++++ Exercise text

Few patients have more than the barest understanding of how their bodies work, Their assumptions for treatment are based on a desire for health and on a conditioned respect for a doctor's care. A consultant's intentions are affected by such diverse constraints as funding, priorities in patient care, training needs, or a personal desire to try out a new technique. Such an ill-matched pairing can turn "informed consent" into "misguided compliance". For example, a person may agree to an operation believing his consultant will look after him, and never know that not he, but a subordinate, operated.
In 1993, it was reported that thousands of anaesthetized women awaiting operations in teaching hospitals in the UK had been unknowingly used as subjects for gynaecological students. Of the 17 of 29 UK medical schools which responded to a survey in 1991, 6 required written consent for a vaginal examination, 8 told medical students to get the patient's verbal consent (but had no inbuilt monitoring procedures that this was done), and 3 had no formal system of obtaining informed consent.

++++++++

* _What to work on_:
(1) In the informed consent passage, how many UK medical schools responded to the 1991 survey?
(2) Using the informed consent passage, explain why "informed consent" can turn into "misguided compliance."
(3) Please carry on the informed consent passage from its final sentence.
The entries have nothing to do with the informed consent passage.

++++ Dataset

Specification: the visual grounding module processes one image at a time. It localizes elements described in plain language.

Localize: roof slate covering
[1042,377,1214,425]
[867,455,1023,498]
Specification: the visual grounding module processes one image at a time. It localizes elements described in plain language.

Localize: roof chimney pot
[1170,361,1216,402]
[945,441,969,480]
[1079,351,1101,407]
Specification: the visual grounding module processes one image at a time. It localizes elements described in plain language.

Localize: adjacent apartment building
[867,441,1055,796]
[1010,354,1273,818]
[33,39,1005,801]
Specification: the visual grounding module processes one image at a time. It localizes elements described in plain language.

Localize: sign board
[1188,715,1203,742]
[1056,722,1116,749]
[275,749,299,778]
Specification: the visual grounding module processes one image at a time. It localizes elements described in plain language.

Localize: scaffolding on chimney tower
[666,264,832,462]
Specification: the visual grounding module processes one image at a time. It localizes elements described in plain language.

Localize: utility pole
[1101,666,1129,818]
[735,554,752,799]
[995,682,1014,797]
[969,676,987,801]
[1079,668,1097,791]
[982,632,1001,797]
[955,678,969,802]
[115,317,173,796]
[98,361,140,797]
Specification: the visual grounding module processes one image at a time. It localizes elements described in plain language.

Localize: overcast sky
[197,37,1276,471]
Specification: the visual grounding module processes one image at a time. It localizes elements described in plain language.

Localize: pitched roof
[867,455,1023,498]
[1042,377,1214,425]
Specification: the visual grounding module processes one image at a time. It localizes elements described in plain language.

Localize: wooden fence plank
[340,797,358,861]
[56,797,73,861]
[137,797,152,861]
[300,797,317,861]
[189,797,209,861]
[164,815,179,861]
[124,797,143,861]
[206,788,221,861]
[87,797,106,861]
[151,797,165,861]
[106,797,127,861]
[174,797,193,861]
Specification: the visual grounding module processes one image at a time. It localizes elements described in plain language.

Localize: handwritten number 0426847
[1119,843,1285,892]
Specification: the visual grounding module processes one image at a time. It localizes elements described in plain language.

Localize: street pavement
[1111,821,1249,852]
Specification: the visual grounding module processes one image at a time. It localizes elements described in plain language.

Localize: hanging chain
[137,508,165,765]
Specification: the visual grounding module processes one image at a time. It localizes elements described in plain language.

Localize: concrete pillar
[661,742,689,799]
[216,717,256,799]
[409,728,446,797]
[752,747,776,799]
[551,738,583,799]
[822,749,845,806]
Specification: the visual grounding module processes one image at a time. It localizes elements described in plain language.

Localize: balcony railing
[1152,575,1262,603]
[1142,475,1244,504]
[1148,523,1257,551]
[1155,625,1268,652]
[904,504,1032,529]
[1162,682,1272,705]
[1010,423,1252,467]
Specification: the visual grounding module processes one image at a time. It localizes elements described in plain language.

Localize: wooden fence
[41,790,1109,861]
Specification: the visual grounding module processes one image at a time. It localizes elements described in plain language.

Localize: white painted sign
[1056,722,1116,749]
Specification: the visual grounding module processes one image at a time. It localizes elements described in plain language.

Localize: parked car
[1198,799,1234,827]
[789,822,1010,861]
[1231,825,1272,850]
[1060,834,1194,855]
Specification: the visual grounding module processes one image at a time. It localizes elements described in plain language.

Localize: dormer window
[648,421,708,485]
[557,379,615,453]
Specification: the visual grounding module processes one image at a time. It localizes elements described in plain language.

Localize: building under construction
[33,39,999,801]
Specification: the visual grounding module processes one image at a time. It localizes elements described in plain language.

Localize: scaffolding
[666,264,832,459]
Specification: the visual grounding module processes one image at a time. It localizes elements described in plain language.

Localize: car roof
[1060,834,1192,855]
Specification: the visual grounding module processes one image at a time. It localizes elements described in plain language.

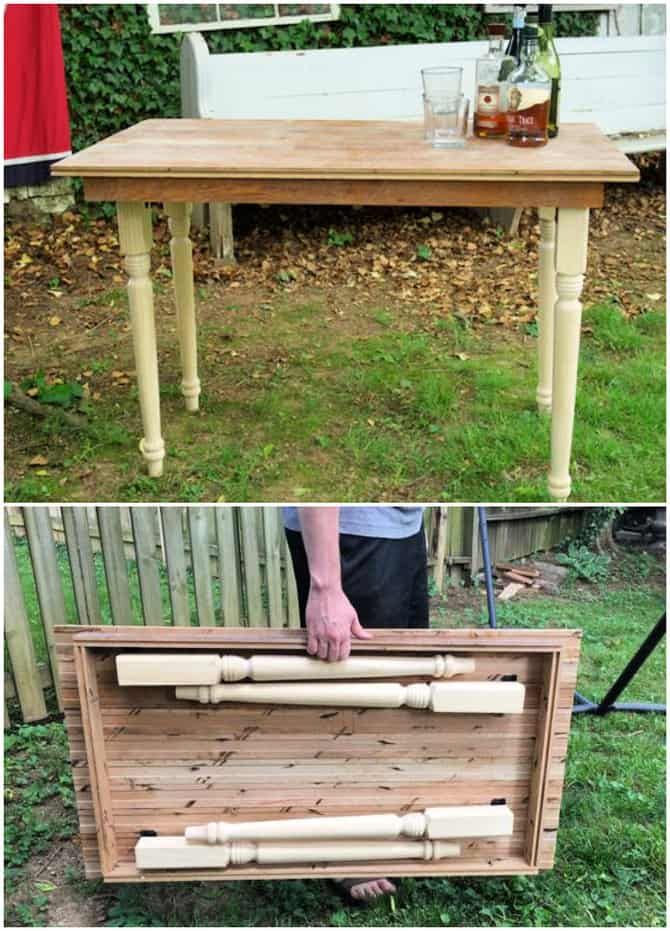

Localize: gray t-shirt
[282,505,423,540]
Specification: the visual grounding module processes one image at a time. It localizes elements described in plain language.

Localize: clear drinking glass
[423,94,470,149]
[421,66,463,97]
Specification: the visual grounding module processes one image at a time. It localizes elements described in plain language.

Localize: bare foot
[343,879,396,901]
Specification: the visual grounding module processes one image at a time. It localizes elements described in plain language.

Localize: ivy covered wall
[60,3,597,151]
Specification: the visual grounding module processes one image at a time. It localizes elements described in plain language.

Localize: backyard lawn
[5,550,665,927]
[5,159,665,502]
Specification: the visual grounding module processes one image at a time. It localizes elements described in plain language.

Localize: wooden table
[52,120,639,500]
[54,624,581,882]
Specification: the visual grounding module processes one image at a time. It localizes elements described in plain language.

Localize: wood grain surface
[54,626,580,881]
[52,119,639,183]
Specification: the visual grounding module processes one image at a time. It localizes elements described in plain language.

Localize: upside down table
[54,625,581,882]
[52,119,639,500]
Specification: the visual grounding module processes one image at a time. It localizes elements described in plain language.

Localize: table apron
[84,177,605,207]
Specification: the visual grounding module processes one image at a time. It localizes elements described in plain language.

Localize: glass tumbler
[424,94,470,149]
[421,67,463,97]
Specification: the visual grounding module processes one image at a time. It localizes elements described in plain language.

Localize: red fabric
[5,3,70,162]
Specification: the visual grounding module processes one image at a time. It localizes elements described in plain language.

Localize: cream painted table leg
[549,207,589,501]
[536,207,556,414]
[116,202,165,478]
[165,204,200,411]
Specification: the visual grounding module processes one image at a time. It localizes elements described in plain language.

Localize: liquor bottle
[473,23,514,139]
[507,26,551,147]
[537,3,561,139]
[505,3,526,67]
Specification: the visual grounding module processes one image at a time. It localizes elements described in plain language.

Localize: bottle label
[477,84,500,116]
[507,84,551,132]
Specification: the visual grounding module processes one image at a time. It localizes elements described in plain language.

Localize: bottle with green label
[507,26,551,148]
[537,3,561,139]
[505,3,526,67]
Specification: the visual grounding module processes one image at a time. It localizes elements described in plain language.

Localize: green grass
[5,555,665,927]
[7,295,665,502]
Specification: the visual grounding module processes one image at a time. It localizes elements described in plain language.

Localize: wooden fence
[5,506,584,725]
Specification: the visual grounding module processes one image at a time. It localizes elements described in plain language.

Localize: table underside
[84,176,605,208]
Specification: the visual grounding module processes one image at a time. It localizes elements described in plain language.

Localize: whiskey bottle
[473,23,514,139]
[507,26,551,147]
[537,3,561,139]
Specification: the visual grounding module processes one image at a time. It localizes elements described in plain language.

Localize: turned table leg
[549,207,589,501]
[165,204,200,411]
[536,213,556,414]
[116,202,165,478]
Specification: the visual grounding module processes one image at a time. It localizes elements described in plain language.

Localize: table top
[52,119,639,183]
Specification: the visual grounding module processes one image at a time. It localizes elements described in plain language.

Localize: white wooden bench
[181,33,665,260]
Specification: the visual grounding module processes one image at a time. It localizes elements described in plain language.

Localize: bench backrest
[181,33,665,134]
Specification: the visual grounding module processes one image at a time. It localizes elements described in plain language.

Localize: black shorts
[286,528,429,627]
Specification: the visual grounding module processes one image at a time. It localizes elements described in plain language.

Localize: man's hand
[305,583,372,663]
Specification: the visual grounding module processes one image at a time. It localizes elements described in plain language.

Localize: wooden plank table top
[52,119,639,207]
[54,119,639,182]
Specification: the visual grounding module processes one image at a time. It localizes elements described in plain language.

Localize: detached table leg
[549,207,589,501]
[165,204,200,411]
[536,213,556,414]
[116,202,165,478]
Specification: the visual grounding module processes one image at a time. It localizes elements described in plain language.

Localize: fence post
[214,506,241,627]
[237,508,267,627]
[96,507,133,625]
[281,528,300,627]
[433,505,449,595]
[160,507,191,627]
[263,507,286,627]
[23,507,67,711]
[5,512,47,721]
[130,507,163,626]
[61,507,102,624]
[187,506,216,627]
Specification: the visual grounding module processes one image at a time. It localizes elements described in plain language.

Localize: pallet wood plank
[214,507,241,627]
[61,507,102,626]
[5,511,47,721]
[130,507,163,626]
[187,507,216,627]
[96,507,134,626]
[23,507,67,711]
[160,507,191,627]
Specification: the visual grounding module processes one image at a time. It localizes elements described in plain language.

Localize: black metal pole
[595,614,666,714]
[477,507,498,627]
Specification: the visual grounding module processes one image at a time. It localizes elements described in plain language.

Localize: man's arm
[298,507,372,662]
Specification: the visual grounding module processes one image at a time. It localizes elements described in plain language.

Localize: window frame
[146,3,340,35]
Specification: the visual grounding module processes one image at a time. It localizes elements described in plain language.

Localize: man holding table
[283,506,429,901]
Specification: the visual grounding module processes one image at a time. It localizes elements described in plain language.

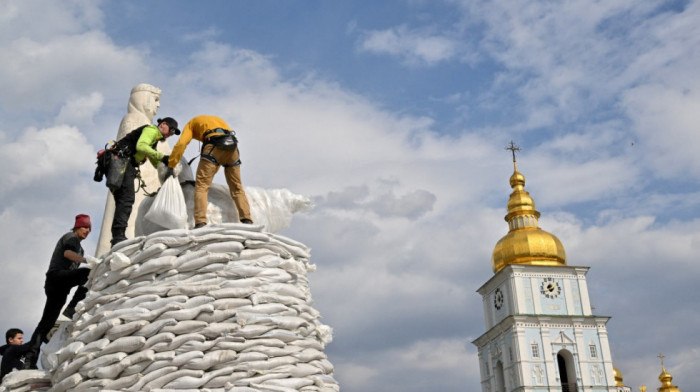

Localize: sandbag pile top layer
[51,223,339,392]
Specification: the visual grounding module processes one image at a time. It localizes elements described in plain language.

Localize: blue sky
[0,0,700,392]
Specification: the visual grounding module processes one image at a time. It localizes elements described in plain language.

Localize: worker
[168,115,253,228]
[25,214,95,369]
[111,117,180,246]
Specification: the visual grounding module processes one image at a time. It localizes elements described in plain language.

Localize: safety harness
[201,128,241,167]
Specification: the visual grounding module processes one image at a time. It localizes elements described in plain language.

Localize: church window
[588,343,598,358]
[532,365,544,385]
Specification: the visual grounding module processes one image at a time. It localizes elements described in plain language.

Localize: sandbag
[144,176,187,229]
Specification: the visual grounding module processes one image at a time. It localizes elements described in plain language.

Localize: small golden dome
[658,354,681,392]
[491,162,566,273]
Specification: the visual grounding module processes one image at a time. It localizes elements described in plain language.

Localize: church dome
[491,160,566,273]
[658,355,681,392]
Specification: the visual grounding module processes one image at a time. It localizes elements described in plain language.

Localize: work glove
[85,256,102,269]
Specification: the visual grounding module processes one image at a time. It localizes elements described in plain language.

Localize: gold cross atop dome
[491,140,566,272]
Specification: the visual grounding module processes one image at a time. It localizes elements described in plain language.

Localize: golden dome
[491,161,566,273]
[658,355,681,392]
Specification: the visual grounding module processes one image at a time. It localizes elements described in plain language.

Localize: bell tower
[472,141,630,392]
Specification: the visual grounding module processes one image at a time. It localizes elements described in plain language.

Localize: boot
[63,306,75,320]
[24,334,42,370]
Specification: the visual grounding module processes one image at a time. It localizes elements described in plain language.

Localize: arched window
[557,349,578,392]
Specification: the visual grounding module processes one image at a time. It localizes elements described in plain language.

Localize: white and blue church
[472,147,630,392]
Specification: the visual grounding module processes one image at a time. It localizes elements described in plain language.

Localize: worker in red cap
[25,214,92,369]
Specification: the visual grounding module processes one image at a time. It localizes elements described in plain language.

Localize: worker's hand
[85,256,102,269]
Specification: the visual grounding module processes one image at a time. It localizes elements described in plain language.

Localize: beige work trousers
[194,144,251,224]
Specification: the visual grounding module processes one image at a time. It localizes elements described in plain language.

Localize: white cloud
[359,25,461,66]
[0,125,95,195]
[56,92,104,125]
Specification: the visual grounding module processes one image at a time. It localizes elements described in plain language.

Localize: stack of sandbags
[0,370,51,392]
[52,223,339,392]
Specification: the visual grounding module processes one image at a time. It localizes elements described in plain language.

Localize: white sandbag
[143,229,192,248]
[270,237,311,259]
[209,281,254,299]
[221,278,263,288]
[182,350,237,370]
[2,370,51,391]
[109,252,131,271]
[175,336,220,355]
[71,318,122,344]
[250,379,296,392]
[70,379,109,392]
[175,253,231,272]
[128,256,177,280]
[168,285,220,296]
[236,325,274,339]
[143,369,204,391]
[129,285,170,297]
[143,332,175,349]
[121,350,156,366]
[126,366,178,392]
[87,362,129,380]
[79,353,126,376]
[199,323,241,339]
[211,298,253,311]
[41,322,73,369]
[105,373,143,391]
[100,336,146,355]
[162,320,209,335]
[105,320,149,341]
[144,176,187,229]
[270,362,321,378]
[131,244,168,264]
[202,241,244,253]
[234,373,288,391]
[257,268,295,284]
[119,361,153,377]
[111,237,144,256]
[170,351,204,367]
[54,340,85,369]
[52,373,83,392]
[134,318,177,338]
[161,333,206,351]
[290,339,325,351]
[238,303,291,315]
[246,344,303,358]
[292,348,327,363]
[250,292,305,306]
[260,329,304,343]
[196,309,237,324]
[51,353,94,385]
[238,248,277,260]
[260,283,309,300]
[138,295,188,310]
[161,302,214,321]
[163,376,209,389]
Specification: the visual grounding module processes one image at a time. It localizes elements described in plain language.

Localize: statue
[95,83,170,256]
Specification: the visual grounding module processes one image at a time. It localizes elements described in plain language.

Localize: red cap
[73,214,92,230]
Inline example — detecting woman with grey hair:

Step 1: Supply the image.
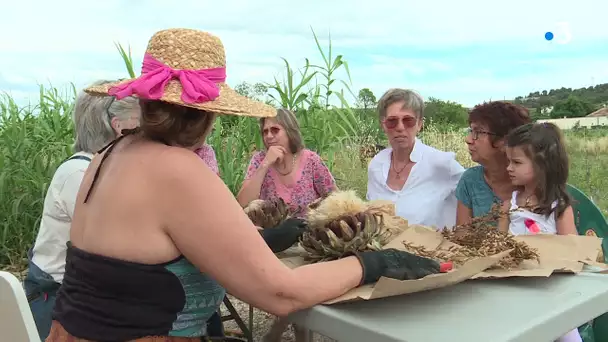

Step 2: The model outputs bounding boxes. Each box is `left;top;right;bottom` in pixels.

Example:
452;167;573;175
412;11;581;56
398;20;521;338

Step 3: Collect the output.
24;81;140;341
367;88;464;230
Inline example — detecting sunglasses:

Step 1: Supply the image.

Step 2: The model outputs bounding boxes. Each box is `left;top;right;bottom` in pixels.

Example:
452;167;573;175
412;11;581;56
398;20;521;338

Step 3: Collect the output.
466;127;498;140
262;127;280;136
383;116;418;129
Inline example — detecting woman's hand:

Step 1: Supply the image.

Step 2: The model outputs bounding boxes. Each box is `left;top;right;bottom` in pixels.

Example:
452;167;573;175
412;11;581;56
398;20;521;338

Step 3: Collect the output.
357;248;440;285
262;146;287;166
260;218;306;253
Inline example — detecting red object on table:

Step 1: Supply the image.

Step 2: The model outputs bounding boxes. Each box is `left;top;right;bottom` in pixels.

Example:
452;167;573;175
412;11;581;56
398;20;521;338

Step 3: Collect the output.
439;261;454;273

++++++++

* _Results for each task_:
(1) 17 of the 29 UK medical schools responded.

(2) Patients usually understand little about how their bodies work. They agree to treatment out of a desire for health and a conditioned respect for a doctor's care. A consultant's intentions, by contrast, are shaped by constraints such as funding, patient-care priorities, training needs, or a wish to try a new technique, and this ill-matched pairing can leave patients complying without really knowing what they have agreed to.

(3)
Asking for a patient's consent before an operation is a charade. People are not always given full information about their illness or about possible alternative treatments, and surgeons pay to little attention to the sensitivities of patients. As a group they place restriction and constraints on good practices like randomized control trials in which to test surgical procedures, and yet allow unrestrained innovative surgery.